WRITTEN INSTRUCTION: Transcribe the material exactly. Images do not belong in the copy.

[Entries from a point annotation set]

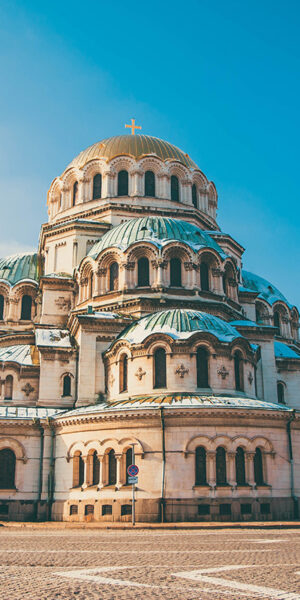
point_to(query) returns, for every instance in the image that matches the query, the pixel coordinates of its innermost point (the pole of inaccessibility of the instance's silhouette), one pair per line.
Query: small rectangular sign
(133, 479)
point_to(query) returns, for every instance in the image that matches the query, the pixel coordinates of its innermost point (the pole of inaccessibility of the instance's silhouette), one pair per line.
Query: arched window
(123, 183)
(221, 477)
(150, 184)
(8, 387)
(123, 373)
(258, 467)
(97, 186)
(75, 193)
(1, 307)
(238, 372)
(112, 468)
(160, 368)
(7, 469)
(67, 385)
(175, 188)
(202, 368)
(128, 461)
(96, 468)
(240, 466)
(113, 277)
(26, 307)
(200, 465)
(175, 272)
(78, 469)
(194, 195)
(280, 393)
(204, 277)
(143, 272)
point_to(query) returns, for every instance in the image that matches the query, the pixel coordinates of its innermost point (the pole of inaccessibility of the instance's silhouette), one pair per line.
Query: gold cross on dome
(133, 126)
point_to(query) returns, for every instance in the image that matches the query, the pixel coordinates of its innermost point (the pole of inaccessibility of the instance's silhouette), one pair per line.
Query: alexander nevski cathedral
(135, 328)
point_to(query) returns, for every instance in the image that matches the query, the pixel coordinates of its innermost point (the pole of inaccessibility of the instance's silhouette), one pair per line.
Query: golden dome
(136, 146)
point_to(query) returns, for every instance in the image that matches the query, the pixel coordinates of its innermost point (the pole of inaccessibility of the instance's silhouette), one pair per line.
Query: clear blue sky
(218, 79)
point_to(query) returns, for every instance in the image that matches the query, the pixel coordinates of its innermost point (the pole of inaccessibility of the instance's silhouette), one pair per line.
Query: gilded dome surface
(157, 230)
(136, 146)
(178, 324)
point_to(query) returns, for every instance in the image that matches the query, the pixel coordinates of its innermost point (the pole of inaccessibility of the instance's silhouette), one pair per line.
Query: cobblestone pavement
(148, 565)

WORKED SOLUTION:
point_to(query) returns, for every instance in the image that matches the query, the pixel coordinates of its innermost point (the pole of inaccessibility of the instance's silhouette), one pair per line.
Query: small rectangular sign
(133, 479)
point_to(query) returns, for every instance in the image that matches the query, the pixel coordinates of its innermost point (the pole of inaccessibility of the instance's silhouette), one pair per line.
Query: arched window
(123, 183)
(221, 477)
(150, 184)
(8, 387)
(123, 373)
(258, 467)
(97, 186)
(75, 193)
(1, 307)
(238, 372)
(112, 468)
(160, 368)
(7, 469)
(67, 385)
(175, 188)
(202, 368)
(128, 461)
(96, 468)
(240, 466)
(113, 277)
(26, 307)
(200, 465)
(175, 272)
(78, 469)
(194, 195)
(280, 393)
(204, 277)
(143, 272)
point_to(query) returns, for every instance in the image that matches the query, the pixel coordinates of its innermost point (the pole of inaccessibility of the instance's silhouette), one pair per line.
Query: gold cross on dome
(133, 126)
point_to(query) returns, for every instance in the image that matches the query, the pixel coordinates of its innermost point (the pole of inaccessibility of the instance's silhouette), one pair per line.
Query: alexander nevski cathedral
(135, 328)
point_to(query) returns, for every instance in the image that matches the query, the pixel coordinates of its innermost point (the pole of inaccessibility of the instance's silhouette), one pair per line.
Query: golden dome
(136, 146)
point_to(query) returns, for every instance in the image that matches the query, the pixel coordinates of its innermost point (the pole of inaccessibility of the instance's silhouette), one pair per line.
Query: clear blue sky
(218, 79)
point_to(query) returns, for every instance in the image that matches the query, the pixel coordinates of its innermost point (the pole of inaccessibility of the instance's silhouette), one pair per line.
Query: gilded dome surface
(157, 230)
(136, 146)
(178, 324)
point_to(query) returns, for every instance in the image that matches the query, the pixel coordinates of its innermost point (the pole of inaccessibility of the instance's silhouette), one pair per line.
Query: cobblestone pavement
(148, 565)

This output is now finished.